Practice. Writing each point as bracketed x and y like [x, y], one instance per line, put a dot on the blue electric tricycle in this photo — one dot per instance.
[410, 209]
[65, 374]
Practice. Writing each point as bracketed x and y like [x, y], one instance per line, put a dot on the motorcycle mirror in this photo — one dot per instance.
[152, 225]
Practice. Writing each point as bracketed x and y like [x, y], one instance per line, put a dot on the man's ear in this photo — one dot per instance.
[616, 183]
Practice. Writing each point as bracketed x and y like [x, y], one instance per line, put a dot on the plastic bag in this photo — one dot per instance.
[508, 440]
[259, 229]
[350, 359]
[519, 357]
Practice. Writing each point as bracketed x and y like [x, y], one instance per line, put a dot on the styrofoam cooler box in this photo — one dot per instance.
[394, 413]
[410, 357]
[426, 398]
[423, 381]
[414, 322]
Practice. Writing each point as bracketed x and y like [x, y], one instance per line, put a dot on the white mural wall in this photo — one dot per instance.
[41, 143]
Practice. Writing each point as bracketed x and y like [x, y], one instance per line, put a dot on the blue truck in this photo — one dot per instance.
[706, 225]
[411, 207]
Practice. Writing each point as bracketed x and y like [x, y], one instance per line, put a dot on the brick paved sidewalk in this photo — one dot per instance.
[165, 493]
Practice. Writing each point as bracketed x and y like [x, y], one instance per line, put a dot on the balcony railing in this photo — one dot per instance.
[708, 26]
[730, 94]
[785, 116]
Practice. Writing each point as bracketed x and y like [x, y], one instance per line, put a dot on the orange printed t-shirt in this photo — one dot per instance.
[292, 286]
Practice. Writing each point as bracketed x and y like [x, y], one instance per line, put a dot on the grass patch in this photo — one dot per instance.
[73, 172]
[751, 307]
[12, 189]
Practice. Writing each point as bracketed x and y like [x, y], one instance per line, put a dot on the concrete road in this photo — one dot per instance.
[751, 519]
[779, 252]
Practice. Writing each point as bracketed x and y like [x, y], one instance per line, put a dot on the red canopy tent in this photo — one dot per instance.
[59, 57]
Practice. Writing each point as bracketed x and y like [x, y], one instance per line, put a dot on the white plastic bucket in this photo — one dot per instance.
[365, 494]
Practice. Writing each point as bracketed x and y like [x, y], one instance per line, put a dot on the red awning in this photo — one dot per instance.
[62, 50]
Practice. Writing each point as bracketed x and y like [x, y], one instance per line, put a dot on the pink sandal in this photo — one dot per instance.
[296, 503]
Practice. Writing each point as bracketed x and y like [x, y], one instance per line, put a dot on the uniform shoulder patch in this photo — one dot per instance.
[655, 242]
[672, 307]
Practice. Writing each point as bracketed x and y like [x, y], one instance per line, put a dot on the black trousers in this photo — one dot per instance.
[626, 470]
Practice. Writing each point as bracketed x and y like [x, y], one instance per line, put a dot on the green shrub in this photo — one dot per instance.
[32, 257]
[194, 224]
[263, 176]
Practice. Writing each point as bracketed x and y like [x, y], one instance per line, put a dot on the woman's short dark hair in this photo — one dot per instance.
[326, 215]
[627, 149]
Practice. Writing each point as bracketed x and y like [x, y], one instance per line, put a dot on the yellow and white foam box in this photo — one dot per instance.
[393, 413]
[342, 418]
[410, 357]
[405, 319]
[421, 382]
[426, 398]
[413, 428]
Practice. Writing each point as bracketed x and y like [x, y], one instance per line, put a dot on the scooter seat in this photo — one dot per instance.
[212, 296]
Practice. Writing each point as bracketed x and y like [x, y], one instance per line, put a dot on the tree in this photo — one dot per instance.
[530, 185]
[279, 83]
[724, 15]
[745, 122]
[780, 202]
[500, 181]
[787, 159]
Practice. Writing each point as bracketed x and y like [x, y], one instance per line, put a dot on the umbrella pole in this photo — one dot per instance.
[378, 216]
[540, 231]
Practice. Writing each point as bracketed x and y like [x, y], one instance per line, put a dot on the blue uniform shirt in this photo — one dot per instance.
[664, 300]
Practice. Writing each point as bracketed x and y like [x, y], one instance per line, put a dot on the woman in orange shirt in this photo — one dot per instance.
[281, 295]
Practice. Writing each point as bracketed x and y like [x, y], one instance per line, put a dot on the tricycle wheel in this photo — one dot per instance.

....

DIRECTION →
Make an exact copy of every entry.

SOLUTION FOR THIS EXERCISE →
Practice. Writing each point as bracketed x and y like [x, y], one instance per line, put a dot on the blue electric tricycle in this photo — one dot per instance.
[410, 209]
[65, 374]
Practice. Writing each point as bracketed x and y like [x, y], one instance per line, put a dot on the motorcycle mirror in this photo — one dot per instance.
[152, 225]
Practice. Writing each point as bracketed x and y like [x, y], one instance per line, put a dot on the man's ear in this photo — one dot per instance.
[616, 183]
Practice. Writing each point as bracketed x and y like [x, y], one instance per line, put a dot on the plastic bag in this photo — one dot per instance.
[508, 440]
[259, 229]
[350, 359]
[519, 357]
Practice. Writing each point as bracketed x and y like [x, y], one instance per line, put a dot on the styrofoam cooler box in this photo — one dot per instance.
[394, 413]
[410, 357]
[426, 398]
[423, 381]
[414, 322]
Practice. Writing each point as bracketed x and y like [x, y], one instance per line, put a dot on the white mural wall in this photo — one dot per instance.
[41, 143]
Practice. Writing each point as bracketed x and y like [x, y], one instance per line, put a dot on the blue truck in this photo — one dot per instance.
[706, 225]
[411, 207]
Practice. Writing each point as bracketed x and y like [x, y], one instance per line, put a dot on the brick paved sidewalk in this photo — one dot per instance.
[165, 493]
Practice. Writing each point as bracketed x and y like [x, y], one instance per line, put a dot on the balcony railing in this photo — one dot per instance.
[708, 26]
[730, 94]
[785, 116]
Practice. Writing each point as bracketed x and y like [x, y], one instance per line, put a dot on the orange printed t-shirt in this photo — one dot per instance.
[292, 286]
Practice. Writing each point as bracketed x and y like [x, y], one instance per line, put a dot on the grass patch in this photo — one dot per instance.
[73, 172]
[751, 307]
[12, 189]
Practice. Writing each point as bracketed x and y like [x, y], one instance per line, put a dot on the concrete road in this photo — one dot per instance.
[751, 519]
[779, 252]
Practice. Writing each point as bracketed x and y like [x, y], one instance per line, put a dot on the red canopy tent in this photo — one dot per instance.
[59, 57]
Practice. Writing each point as bracketed x and y like [x, y], one instance per line, put a dot on the white plastic bucket in this photo — one dot per instance.
[365, 494]
Practice. Writing each point as bracketed x and y like [x, y], one instance per line, put a dot on the red awning in this photo — one dot per instance.
[62, 50]
Practice. Writing each point as bracketed x and y like [x, y], one instance per line, put a dot on the pink sandal in this photo — one dot per instance.
[296, 503]
Practice. Writing each point as bracketed x and y like [x, y], one instance per line, put a dot on the uniform shoulder patch in this photo — one dot per instance.
[655, 242]
[672, 307]
Practice. Writing each point as bracketed x and y like [x, y], one instance per line, put a dot on the black trousers in this photo — one dot per instance.
[626, 470]
Practice. Writing each point as bracketed x and y like [x, y], one instance per line, put a dot on the green shrub in this photo — one dot per instance.
[32, 257]
[194, 224]
[263, 176]
Practice. Writing each point as bracketed x and y like [x, y], one instance per line, put a dot on the woman's short dark hair in this photo — one dot per instance.
[326, 215]
[627, 149]
Practice. Writing each point as bracketed x and y like [x, y], one instance per line, put a dot on the yellow and white foam box in this photo — one dot per instance.
[393, 413]
[342, 418]
[410, 357]
[405, 319]
[421, 382]
[426, 398]
[413, 428]
Practice. Writing each point as bracketed x and y like [x, y], one instance per line, put a dot on the scooter seat in this photo — one dot per instance.
[212, 296]
Practice. Writing each point as bracketed x and y like [x, y], one instance per line, put a dot on the tree in this photo — one dot per instance.
[530, 185]
[279, 83]
[724, 15]
[745, 122]
[780, 202]
[500, 181]
[787, 159]
Practice. Writing each point as bracketed x and y like [x, y], one instance per line, put a dot on the umbrella pole in this photo — one dot per instance.
[378, 216]
[540, 231]
Practice. Writing each point as bracketed x and y like [x, y], one instance per line, put a dot on the blue uniform shirt in this photo — one dot per instance.
[664, 300]
Practice. Writing each point as bracketed x and y like [x, y], one instance per line, put a dot on the woman in orange shirt in this photo — one dot per instance.
[281, 295]
Practice. Writing each point as bracketed x and y like [x, y], one instance per line, put a dot on the tricycle wheel in this photo — one dot per instance.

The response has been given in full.